**TEKS YANG DIBERIKAN:**
----------------

Tulisan dalam gambar ini adalah satu diantara banyak tulisan yang serupa yang beredar luas di jagad maya yang jika tidak didudukkan dengan baik, akan berbahaya bagi pemikiran khalayak yang membacanya. Berbahaya karena dapat mempengaruhi paradigma seseorang sehingga akan memandang buruk suatu agama dan ujungnya menjadi sesat dan menyesatkan. Lagi-lagi agama dapat terfitnah karenanya.
Sebuah tulisan atau ungkapan bisa bernilai benar atau salah bergantung kepada siapa yang mengungkapkannya meskipun kontennya sama. Lho kok bisa? Bisa saja. Sebab betapa banyak kita dapati sebuah tulisan atau ungkapan memiliki misi tertentu dari orang yang mengungkapkannya.
Tulisan atau ungkapan diatas bisa bernilai benar jika diungkapkan oleh seseorang yang memiliki kecemburuan yang tinggi terhadap agamanya. Namun, pertanyaannya, buat apa juga seseorang tersebut mengungkapkan ungkapan seperti itu dan mempertanyakan apa sebenarnya fungsi agama seakan-akan menyangsikannya? Katakanlah benar, ungkapan tersebut keluar dari lisan seseorang yg dikenal memiliki kecemburuan kepada agamanya yang tinggi, maka tak lain adalah untuk mengingatkan atau menggugah hati yang lalai dari orang-orang beragama yang abai terhadap agamanya agar kembali kepada agamanya yang hanif atau lurus. Bukan bermaksud mencampakkan agama karena dianggap tidak ada fungsinya.

----------------

**PERMINTAAN TUGAS 1:**
Menurut teks tentang fungsi agama, mengapa tulisan yang sama isinya bisa bernilai benar atau salah? Jelaskan dalam satu sampai tiga kalimat.
**PERMINTAAN TUGAS 2:**
Lanjutkan teks tentang fungsi agama mulai dari kalimat terakhirnya.

----------------

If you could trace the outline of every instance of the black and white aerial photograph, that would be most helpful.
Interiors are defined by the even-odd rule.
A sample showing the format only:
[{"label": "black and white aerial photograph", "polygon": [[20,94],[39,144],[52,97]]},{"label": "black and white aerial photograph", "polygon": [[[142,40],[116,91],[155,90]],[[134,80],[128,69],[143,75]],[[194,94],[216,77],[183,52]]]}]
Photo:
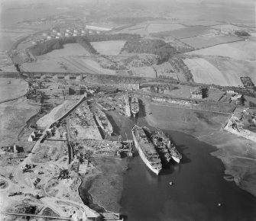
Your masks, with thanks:
[{"label": "black and white aerial photograph", "polygon": [[256,0],[0,0],[0,221],[256,221]]}]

----------------

**HASIL TUGAS 1:**
Nilai benar atau salahnya bergantung pada siapa yang mengungkapkannya. Alasannya, banyak tulisan atau ungkapan membawa misi tertentu dari orang yang mengungkapkannya.

**HASIL TUGAS 2:**
Adapun jika ungkapan tersebut diungkapkan oleh seseorang yang dikenal sangat getol memusuhi orang-orang kuat dalam mendakwahkan dan mengamalkan agamanya, maka jelas, ungkapan tersebut memiliki misi yang buruk yang hendak menjauhkan siapapun yang membacanya atau mendengar ungkapannya dari agamanya. Mereka bisa dari kalangan liberal, ateis dan sespeciesnya.
Perlu diketahui bahwa, orang yang beragama itu tidak seluruhnya berilmu. Ada yang sangat berilmu, ada yang pertengahan dan ada pula yang awam alias dia menjalankan agama sebatas pada mengikuti ritual agama namun kurang memaknai dibalik ritual yang diajarkan dalam agama. Nah, menilai dan menjustifikasi serta seakan-akan menyangsikan peran agama sebagai solusi dari setiap problematika umat, dari person atau pemeluknya yang sangat heterogen jelas ini tidak fair. Apalagi kemudian membandingkan dengan orang atau umat lain yang tanpa agama (baca: ateis) yang memiliki peran besar dalam menjawab problematika umat, seperti saat menghadapi pandemi global seperti saat ini.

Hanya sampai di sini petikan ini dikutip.